§ PROMPT: Rewrite the rows below, changing "instance" to "occurrence" and leaving everything else the same.

§ DATA EXCERPTS:

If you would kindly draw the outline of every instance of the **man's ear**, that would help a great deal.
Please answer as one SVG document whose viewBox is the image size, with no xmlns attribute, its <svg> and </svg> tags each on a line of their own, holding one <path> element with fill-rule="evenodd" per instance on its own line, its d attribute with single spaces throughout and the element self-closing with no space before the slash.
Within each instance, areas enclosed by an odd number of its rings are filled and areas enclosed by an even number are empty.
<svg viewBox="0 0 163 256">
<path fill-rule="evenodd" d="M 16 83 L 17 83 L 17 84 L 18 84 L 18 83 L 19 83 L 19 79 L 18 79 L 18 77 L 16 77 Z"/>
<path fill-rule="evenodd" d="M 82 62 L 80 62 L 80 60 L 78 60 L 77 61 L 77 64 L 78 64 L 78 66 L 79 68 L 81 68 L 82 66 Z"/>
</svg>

§ SOLVED EXERCISE:
If you would kindly draw the outline of every occurrence of the **man's ear**, that would help a great deal.
Please answer as one SVG document whose viewBox is the image size, with no xmlns attribute, its <svg> and </svg> tags each on a line of their own, holding one <path> element with fill-rule="evenodd" per occurrence on its own line, its d attribute with single spaces throughout and the element self-closing with no space before the slash.
Within each occurrence, areas enclosed by an odd number of its rings are filled and areas enclosed by an even number are empty.
<svg viewBox="0 0 163 256">
<path fill-rule="evenodd" d="M 16 83 L 17 83 L 17 84 L 18 84 L 18 83 L 19 83 L 19 79 L 18 79 L 18 77 L 16 77 Z"/>
<path fill-rule="evenodd" d="M 82 62 L 80 62 L 80 60 L 78 60 L 77 61 L 77 64 L 78 64 L 78 66 L 79 68 L 81 68 L 82 66 Z"/>
</svg>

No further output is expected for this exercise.